Exercise materials —

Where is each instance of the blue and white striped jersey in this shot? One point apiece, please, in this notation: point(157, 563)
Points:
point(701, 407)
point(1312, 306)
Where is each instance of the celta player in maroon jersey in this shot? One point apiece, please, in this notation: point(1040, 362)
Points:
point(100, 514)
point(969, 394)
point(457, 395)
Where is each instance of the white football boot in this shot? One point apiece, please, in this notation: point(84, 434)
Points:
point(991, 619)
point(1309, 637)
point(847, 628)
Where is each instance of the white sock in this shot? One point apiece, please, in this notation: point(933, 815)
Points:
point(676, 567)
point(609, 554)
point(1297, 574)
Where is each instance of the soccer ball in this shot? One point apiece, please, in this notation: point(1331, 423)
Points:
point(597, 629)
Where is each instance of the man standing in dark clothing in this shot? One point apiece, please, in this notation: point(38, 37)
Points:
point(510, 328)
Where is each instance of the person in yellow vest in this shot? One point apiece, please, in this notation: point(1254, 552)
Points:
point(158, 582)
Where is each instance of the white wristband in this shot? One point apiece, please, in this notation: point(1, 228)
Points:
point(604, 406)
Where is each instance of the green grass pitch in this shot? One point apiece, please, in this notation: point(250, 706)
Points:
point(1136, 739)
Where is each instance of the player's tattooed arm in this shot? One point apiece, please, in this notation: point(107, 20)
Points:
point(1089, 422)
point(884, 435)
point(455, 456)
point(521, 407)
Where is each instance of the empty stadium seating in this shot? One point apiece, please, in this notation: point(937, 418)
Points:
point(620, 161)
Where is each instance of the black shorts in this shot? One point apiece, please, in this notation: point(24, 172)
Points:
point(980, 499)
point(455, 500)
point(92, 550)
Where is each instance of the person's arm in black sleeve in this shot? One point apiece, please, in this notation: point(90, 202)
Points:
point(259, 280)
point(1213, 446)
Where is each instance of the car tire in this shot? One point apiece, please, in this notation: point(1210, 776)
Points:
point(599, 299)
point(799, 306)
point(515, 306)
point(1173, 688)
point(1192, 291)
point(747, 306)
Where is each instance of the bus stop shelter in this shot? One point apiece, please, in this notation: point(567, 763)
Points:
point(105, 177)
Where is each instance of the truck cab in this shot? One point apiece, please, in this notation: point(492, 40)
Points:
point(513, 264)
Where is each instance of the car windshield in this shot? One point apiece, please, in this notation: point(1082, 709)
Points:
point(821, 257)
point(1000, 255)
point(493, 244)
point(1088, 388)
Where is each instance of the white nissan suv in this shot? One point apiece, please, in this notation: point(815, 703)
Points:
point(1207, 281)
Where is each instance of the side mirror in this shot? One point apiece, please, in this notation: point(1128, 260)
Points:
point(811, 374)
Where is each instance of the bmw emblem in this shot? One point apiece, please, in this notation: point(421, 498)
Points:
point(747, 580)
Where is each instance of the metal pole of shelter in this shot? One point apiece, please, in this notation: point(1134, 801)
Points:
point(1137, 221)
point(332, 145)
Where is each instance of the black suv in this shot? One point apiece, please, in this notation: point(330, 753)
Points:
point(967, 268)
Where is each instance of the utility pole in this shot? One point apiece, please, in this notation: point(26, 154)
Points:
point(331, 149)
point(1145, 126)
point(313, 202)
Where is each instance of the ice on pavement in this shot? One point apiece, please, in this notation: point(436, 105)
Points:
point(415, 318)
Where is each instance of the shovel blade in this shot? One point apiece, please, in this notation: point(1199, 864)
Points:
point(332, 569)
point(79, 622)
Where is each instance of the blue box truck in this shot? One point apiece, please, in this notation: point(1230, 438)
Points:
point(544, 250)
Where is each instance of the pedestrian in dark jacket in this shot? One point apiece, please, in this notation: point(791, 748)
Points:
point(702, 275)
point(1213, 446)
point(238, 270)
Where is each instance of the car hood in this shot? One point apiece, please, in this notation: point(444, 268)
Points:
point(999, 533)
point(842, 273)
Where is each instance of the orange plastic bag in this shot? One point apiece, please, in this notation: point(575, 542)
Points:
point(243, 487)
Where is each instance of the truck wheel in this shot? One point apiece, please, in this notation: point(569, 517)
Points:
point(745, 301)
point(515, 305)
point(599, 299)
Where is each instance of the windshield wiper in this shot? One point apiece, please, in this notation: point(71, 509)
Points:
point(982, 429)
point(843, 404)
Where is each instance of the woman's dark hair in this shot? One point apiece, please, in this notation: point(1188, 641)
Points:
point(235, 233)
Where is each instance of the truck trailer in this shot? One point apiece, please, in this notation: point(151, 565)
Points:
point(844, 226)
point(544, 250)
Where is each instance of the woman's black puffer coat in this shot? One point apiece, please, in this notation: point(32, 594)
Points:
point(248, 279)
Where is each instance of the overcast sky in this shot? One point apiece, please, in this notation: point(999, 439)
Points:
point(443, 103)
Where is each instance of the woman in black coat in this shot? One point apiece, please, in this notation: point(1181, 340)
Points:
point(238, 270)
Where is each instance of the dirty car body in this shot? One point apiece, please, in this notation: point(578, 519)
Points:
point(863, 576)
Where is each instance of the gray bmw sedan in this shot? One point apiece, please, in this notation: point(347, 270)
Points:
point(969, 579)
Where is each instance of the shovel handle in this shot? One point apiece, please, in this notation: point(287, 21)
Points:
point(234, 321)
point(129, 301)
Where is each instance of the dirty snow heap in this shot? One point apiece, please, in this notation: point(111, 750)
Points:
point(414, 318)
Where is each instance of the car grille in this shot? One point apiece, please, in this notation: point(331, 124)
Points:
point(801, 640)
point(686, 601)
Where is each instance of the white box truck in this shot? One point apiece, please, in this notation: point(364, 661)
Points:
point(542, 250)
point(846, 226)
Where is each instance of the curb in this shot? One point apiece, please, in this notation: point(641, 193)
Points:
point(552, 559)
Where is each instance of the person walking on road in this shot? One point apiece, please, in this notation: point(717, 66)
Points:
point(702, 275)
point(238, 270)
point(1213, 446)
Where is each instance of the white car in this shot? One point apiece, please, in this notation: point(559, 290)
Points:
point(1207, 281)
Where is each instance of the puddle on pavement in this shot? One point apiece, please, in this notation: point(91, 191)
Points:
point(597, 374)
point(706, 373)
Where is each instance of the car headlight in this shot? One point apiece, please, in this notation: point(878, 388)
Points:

Aim of the task — In the stretch of items from the line containing "Where is each instance of the gray" through the line containing "point(129, 301)", change "shovel handle" to "shovel blade". Reproduce only those lines, leaving everything else in them unchanged.

Solution to the problem —
Where is each instance of the gray bmw sedan in this shot? One point apiece, please, in this notation: point(347, 270)
Points:
point(969, 579)
Where is each instance of the shovel blade in this shot? One point apiece, please, in this notation: point(287, 21)
Points:
point(234, 321)
point(129, 301)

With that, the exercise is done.